**Texte proposé**
----

6566 – La Russie et les oligarchies occidentales – par Karl-Jürgen Müller – 17 décembre 2024 – N°26 – Horizons & Débats –

La Russie et les oligarchies occidentales

Mille petits pas vers la paix


par Karl-Jürgen Müller – 17 décembre 2024 – N°26 – Horizons & Débats –
Il y a presque 20 ans, du 2 au 4 septembre 2005, le groupe de travail «Mut zur Ethik» a placé son congrès annuel sous le thème «Que faut-il pour plus de paix dans le monde?».
Plus de 50 experts du monde entier avaient discuté avec plusieurs centaines de participants de la question aux multiples facettes consistant à nommer les conditions à réunir pour plus de paix dans le monde. En feuilletant les 500 pages des actes du congrès1, on se rend compte dès la table des matières:
premièrement, que la question de ces conditions englobe presque tous les domaines de la vie et de la politique.
Et deuxièmement, que nous sommes aujourd’hui encore bien plus éloignés de la paix qu’à l’époque.
Pourtant, l’année 2005 et les années précédentes n’avaient pas été pacifiques du tout,
avec la guerre de l’OTAN contre la République fédérale de Yougoslavie en 1999,
celle de l’OTAN contre l’Afghanistan depuis 2001,
et celle de la «coalition des volontaires» dirigée par les Etats-Unis contre l’Irak depuis 2003,
tous trois des conflits contraires au droit international.

----

Éléments répertoriés dans un jeu de données
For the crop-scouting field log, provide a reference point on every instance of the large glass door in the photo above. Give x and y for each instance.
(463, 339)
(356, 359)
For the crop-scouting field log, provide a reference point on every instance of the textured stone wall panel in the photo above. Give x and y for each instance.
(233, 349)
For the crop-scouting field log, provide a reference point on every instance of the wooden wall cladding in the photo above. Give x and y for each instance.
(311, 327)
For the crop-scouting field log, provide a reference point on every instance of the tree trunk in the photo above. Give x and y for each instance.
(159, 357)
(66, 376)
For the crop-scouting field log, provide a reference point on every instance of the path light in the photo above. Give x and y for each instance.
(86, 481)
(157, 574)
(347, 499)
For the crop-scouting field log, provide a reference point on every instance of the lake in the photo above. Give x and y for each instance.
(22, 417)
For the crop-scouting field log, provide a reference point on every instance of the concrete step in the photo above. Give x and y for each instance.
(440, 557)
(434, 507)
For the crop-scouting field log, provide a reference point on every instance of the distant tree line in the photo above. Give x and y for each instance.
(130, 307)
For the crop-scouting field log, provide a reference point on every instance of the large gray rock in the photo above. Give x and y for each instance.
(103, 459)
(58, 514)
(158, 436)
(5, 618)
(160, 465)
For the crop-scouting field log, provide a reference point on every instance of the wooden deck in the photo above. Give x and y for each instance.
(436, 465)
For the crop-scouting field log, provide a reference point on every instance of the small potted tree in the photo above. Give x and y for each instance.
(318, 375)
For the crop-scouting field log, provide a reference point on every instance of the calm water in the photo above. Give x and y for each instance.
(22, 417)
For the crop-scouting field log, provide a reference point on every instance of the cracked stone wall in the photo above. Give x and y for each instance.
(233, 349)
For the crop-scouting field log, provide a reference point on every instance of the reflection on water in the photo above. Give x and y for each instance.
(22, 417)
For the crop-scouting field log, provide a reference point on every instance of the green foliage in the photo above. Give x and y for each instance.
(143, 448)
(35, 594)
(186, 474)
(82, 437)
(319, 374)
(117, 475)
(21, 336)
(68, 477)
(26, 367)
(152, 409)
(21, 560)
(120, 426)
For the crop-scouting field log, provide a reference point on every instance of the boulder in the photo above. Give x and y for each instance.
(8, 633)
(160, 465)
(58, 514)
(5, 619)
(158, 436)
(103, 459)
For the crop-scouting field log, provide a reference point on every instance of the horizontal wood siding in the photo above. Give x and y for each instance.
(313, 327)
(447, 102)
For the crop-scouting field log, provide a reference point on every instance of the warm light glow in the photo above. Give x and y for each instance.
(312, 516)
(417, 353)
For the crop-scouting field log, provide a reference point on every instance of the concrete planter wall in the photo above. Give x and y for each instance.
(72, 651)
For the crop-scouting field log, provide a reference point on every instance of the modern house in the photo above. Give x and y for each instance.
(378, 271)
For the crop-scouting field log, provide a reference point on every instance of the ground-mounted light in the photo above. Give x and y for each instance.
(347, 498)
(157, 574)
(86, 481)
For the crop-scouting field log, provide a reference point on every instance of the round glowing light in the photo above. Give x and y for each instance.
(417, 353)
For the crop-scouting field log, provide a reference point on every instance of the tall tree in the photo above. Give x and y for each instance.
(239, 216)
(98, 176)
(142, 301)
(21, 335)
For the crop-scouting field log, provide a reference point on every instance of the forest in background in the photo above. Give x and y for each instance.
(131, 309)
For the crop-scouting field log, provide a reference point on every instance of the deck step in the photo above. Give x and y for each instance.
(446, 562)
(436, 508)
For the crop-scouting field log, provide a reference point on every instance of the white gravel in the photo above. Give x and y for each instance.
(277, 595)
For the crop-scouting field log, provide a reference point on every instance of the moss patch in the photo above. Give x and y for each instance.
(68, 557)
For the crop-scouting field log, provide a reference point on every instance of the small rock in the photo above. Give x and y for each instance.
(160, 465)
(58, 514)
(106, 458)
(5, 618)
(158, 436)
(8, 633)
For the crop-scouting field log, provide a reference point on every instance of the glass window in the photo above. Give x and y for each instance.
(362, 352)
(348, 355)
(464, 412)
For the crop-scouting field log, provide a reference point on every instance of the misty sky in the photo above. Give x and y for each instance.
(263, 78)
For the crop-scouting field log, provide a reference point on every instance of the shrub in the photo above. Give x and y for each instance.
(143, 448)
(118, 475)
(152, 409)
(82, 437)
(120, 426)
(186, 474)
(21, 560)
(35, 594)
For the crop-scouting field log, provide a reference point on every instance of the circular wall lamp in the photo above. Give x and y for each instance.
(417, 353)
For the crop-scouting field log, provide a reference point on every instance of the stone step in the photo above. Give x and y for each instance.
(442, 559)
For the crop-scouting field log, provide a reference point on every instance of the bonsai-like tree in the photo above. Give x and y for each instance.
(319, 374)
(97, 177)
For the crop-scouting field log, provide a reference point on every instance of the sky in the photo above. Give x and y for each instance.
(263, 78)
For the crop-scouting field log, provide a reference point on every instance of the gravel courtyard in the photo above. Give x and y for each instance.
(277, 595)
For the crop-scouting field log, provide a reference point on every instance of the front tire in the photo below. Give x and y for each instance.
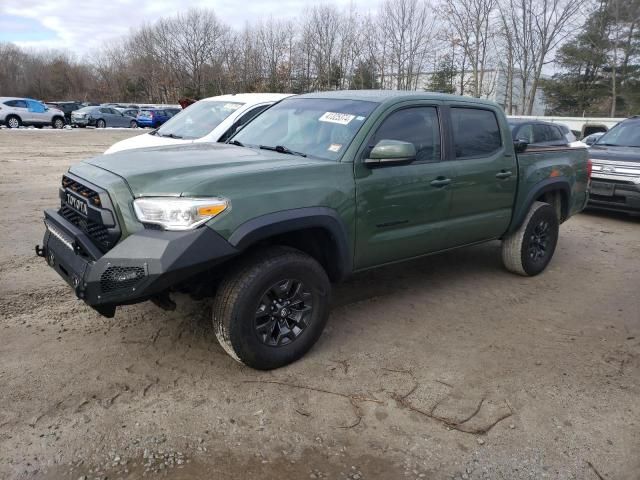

----

**Problème à résoudre**
Reprenez le passage de l'article sur la Russie et les oligarchies occidentales commençant par "Plus de 50 experts" et se poursuivant jusqu'à "paix qu’à l’époque.", en y substituant "spécialistes" à "experts".

**Exercice corrigé**
Plus de 50 spécialistes du monde entier avaient discuté avec plusieurs centaines de participants de la question aux multiples facettes consistant à nommer les conditions à réunir pour plus de paix dans le monde. En feuilletant les 500 pages des actes du congrès1, on se rend compte dès la table des matières:
premièrement, que la question de ces conditions englobe presque tous les domaines de la vie et de la politique.
Et deuxièmement, que nous sommes aujourd’hui encore bien plus éloignés de la paix qu’à l’époque.